Items listed in a dataset:
══════════
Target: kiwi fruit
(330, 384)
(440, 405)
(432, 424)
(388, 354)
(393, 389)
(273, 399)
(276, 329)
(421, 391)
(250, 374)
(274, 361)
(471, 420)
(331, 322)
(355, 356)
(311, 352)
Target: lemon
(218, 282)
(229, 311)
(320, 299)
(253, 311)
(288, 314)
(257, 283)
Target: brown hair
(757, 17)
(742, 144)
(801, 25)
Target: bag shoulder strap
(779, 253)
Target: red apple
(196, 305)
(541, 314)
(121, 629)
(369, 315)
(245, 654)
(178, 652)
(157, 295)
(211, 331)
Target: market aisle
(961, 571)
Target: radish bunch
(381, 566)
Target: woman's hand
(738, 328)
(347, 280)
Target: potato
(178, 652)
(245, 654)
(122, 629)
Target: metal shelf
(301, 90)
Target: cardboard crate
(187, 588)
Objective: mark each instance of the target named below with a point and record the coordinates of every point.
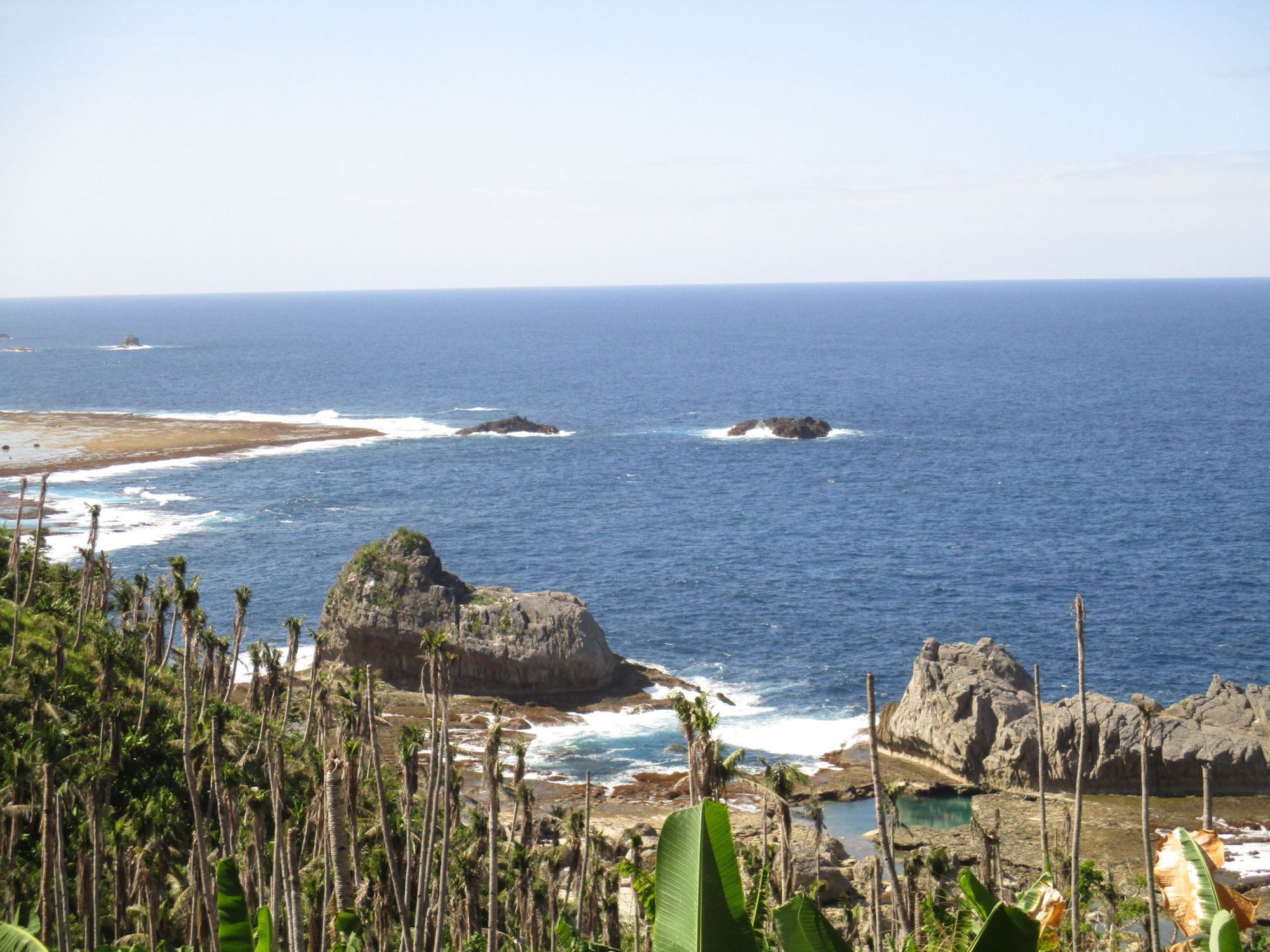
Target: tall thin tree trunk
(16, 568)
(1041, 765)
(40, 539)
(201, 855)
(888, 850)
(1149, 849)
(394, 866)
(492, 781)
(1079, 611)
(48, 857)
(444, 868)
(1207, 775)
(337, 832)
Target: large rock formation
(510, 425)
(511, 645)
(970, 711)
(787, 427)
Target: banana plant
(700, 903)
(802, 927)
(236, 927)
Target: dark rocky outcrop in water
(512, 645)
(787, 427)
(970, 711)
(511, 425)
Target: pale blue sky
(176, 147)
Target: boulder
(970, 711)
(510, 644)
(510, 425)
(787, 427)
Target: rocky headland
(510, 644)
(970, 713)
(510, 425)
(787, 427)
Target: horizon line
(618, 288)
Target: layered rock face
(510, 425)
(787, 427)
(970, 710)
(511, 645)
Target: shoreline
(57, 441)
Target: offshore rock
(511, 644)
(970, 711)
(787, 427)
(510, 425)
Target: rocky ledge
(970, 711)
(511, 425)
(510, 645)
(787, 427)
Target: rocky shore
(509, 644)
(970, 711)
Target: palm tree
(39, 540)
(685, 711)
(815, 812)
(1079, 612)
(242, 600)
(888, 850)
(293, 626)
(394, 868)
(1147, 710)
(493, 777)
══════════
The request: Rewrite all of the data above, replacing each occurrence of "rocky" with "stony" and leaving everything else unchanged. Omit the pictures from your answer.

Correct answer:
Target: kiwi fruit
(330, 384)
(440, 405)
(432, 424)
(388, 354)
(393, 389)
(273, 399)
(276, 329)
(421, 391)
(250, 374)
(274, 361)
(471, 420)
(331, 322)
(355, 356)
(311, 352)
Target: lemon
(218, 282)
(229, 311)
(320, 299)
(253, 311)
(288, 314)
(257, 283)
Target: brown hair
(757, 17)
(742, 144)
(801, 25)
Target: bag shoulder strap
(779, 253)
Target: red apple
(196, 305)
(541, 314)
(121, 629)
(369, 315)
(245, 654)
(178, 652)
(157, 295)
(211, 331)
Target: market aisle
(961, 571)
Target: radish bunch
(381, 566)
Target: woman's hand
(738, 328)
(347, 280)
Target: potato
(178, 652)
(245, 654)
(122, 629)
Target: metal shelf
(301, 90)
Target: cardboard crate
(187, 588)
Objective: mark each instance of the target named below with a point and record the coordinates of every point.
Target: tall thin tree trunk
(16, 568)
(1041, 765)
(40, 539)
(201, 855)
(888, 850)
(1149, 849)
(394, 866)
(492, 781)
(1079, 611)
(48, 857)
(444, 868)
(1207, 775)
(337, 832)
Target: large rock formation
(510, 425)
(511, 645)
(970, 711)
(787, 427)
Target: banana plant
(700, 903)
(802, 927)
(236, 927)
Target: dark stony outcrop in water
(512, 645)
(787, 427)
(970, 711)
(511, 425)
Target: pale blue sky
(176, 147)
Target: boulder
(970, 711)
(510, 644)
(510, 425)
(787, 427)
Target: stony headland
(510, 644)
(970, 713)
(510, 425)
(787, 427)
Target: horizon line
(618, 288)
Target: layered rock face
(510, 425)
(787, 427)
(970, 710)
(511, 645)
Target: shoreline
(57, 441)
Target: offshore rock
(511, 644)
(970, 711)
(787, 427)
(510, 425)
Target: stony ledge
(970, 711)
(511, 425)
(510, 645)
(787, 427)
Target: stony shore
(509, 644)
(970, 711)
Target: palm tree
(39, 540)
(685, 711)
(815, 812)
(1079, 612)
(242, 600)
(888, 850)
(293, 626)
(394, 868)
(1147, 710)
(493, 777)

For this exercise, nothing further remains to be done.